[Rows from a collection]
● ● ● ● ●

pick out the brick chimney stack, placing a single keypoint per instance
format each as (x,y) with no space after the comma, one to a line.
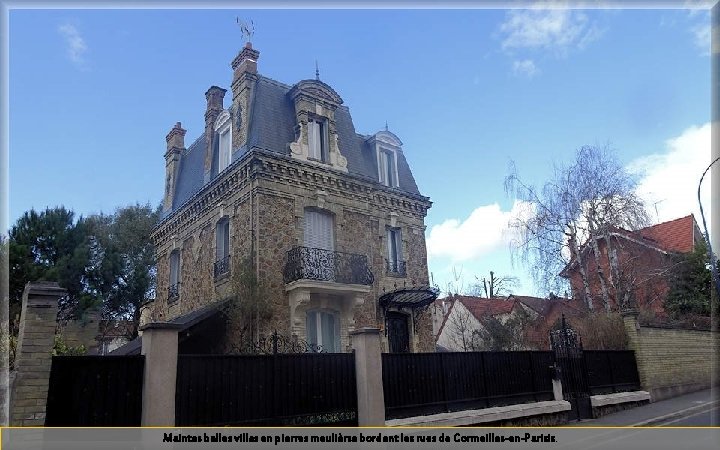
(175,145)
(244,78)
(214,96)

● ● ● ● ●

What the task requires »
Please format the rows above as a two-column CSV with the headers text and answer, one line for each row and each value in double quotes, with line breaks replaced by spaces. Leave the pictures out.

Result of the task »
text,answer
"pick out the brick chimney stack, placing a single keypoint per instance format each as (x,y) with no space after the comma, one to a line.","(175,145) (244,78) (214,96)"